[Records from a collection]
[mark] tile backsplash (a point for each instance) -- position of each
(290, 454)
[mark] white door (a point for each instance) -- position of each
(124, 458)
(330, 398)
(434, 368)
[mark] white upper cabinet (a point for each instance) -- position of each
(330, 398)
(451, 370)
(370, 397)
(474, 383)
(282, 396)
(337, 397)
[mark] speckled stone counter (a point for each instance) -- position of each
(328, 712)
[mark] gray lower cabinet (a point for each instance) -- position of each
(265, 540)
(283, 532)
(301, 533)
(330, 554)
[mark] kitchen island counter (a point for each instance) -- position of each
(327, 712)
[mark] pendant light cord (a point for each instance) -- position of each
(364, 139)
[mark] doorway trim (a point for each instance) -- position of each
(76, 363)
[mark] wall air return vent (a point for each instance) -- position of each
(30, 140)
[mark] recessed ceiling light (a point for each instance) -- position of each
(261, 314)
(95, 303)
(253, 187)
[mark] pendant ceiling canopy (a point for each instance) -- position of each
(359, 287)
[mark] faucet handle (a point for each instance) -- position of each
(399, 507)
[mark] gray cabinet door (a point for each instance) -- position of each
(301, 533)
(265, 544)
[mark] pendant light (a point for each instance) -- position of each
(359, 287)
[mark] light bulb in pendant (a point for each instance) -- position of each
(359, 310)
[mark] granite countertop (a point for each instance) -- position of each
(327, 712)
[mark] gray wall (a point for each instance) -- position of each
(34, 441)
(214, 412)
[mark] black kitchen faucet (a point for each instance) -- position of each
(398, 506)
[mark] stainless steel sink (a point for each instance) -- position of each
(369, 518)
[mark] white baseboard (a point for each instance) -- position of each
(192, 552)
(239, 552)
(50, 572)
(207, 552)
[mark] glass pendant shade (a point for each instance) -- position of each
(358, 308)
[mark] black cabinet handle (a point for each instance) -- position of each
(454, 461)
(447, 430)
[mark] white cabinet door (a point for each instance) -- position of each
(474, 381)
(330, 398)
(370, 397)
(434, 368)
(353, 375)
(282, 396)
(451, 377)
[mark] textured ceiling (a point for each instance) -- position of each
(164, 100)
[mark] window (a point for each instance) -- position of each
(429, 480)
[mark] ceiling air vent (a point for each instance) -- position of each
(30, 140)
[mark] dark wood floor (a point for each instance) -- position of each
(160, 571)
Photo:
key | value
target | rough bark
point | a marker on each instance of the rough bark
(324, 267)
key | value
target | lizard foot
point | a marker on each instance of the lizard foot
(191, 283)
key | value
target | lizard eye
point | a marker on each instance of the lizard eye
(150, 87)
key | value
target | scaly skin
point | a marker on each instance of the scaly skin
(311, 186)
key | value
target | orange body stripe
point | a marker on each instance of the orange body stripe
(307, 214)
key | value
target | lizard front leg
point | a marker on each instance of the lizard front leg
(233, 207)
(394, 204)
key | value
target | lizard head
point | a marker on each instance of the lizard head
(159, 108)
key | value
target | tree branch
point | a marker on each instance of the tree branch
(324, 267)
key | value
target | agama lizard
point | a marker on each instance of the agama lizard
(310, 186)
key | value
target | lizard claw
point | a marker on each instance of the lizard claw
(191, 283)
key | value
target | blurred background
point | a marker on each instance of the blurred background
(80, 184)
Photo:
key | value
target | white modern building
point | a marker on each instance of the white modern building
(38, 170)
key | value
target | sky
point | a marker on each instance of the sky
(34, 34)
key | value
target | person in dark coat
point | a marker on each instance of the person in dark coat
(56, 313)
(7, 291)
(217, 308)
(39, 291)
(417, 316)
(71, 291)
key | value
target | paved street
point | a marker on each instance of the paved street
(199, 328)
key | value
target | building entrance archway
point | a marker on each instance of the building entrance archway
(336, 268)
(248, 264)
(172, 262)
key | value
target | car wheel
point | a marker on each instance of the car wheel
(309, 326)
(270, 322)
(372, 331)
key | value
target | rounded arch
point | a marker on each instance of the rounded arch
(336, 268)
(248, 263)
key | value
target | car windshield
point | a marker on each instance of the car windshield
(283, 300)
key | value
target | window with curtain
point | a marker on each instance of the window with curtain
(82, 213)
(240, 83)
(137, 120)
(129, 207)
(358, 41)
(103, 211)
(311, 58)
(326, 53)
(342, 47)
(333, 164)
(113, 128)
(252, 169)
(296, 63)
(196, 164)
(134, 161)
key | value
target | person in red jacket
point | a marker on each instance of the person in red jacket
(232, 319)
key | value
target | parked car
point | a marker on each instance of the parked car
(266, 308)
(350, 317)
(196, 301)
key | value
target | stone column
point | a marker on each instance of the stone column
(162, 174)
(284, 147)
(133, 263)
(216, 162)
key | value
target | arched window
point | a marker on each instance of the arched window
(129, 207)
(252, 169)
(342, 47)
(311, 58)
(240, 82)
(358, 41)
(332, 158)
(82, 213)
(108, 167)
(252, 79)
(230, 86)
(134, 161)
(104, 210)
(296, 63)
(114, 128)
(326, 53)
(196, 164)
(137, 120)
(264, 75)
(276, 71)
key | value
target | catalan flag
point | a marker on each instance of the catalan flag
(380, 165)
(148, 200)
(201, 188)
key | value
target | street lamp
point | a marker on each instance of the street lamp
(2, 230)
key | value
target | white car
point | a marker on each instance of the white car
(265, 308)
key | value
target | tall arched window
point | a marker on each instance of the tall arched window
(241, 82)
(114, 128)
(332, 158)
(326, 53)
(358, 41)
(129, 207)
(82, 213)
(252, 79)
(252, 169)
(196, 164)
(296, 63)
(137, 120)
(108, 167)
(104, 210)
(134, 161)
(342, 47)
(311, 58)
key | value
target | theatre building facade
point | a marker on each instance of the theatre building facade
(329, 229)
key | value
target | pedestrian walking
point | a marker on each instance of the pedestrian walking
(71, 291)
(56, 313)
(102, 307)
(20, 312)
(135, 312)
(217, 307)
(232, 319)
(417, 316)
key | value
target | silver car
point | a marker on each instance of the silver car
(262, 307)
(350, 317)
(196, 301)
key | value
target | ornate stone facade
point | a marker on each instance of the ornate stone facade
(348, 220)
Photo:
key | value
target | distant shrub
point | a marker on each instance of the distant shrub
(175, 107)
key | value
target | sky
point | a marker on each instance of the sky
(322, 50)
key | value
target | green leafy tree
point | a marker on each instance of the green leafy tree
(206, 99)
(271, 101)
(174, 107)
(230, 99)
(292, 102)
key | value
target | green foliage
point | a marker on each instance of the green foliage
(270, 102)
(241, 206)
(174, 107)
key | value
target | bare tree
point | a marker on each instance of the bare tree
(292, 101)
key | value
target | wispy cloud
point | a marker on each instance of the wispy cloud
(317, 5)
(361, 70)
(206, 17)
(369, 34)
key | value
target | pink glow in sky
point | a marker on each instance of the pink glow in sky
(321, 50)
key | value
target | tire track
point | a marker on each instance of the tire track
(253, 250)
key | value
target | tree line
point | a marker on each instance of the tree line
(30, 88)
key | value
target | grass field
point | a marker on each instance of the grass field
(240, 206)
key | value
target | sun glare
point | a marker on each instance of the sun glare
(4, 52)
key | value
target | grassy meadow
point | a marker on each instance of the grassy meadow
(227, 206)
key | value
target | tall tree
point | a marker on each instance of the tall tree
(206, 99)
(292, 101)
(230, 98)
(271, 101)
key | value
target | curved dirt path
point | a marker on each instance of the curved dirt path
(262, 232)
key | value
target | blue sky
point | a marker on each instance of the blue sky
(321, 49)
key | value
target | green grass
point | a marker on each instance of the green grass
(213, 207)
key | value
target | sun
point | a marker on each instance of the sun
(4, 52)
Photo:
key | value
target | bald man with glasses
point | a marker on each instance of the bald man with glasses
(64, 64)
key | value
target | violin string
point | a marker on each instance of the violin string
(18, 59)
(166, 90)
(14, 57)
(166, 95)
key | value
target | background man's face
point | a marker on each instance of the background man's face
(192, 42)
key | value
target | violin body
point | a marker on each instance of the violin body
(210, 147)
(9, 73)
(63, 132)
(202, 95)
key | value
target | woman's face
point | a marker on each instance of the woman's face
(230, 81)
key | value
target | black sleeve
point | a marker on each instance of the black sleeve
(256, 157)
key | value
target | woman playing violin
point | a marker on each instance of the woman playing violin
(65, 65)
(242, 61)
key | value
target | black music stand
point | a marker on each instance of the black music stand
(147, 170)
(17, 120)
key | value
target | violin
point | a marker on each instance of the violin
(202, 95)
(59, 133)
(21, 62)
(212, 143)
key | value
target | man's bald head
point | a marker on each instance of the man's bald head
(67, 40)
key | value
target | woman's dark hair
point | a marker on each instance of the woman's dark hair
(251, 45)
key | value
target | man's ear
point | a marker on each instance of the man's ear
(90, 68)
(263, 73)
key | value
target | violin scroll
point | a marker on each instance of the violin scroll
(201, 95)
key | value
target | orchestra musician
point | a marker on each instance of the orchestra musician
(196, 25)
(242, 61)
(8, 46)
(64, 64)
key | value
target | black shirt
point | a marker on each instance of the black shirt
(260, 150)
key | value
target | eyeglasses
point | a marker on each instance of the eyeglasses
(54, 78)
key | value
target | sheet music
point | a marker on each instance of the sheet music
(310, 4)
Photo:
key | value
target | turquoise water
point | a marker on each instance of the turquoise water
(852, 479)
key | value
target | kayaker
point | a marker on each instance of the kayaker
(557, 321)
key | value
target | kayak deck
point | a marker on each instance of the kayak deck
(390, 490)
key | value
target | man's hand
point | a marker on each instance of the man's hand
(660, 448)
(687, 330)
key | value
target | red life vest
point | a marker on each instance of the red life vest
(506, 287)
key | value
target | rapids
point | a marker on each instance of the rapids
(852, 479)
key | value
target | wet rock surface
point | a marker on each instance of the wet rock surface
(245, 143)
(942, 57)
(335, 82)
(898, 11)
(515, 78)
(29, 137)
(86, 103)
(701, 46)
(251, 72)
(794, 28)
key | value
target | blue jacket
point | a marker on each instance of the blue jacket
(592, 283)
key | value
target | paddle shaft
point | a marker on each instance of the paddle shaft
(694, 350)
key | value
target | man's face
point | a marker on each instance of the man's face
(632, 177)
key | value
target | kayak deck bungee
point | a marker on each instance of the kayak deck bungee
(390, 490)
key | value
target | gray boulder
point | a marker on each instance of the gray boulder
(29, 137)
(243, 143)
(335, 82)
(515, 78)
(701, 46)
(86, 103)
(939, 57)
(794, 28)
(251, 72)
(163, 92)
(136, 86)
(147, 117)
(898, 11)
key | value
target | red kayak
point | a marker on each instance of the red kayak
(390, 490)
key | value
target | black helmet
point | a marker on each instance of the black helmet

- _What to do_: Find the word "helmet" in the records and pull out each line that has it.

- _Solution_:
target | black helmet
point | a marker on each instance of the black helmet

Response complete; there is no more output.